--- BEGIN THE INPUT ---

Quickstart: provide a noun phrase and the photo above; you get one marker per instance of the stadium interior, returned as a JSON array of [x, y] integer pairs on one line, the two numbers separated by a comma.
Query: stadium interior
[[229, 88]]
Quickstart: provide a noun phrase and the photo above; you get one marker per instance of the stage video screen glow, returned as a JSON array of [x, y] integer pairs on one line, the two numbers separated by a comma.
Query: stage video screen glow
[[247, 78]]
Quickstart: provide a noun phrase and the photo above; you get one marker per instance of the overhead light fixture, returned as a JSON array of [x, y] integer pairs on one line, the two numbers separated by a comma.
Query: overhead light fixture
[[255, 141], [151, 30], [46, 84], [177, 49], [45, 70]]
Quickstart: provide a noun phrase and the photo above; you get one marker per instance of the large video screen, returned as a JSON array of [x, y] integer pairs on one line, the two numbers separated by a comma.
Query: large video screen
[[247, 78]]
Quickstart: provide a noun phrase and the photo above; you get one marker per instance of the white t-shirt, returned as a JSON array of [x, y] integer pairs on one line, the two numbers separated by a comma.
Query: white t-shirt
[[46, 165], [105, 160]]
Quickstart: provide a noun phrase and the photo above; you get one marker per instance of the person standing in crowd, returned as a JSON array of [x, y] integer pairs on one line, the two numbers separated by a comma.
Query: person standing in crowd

--- END THE INPUT ---

- **YOUR GOAL**:
Reproduce the data from the line holding "of the large" through the end of the data, inclusive, substituting "gray t-shirt" for "white t-shirt" and leaving all else unchanged.

- **TASK RESPONSE**:
Quickstart: provide a noun phrase and the photo above; you get one marker per instance of the large video screen, returned as a JSON array of [x, y] integer pairs on one line, the two numbers separated by a comma.
Query: large video screen
[[247, 78]]
Quickstart: provide a noun phrase and the photo above; you get one marker per instance of the gray t-shirt, returned as a JSON array of [x, y] integer pairs on one line, the two numbers separated by a comma.
Query: gray t-shirt
[[46, 165], [105, 160]]
Quickstart: provide a noun phrase and the photo above; you get one marker per instance of the person standing in crowd, returned as a JSON array of [x, y] integer pairs on one line, the two numbers separated by a comma.
Query: person standing in crowd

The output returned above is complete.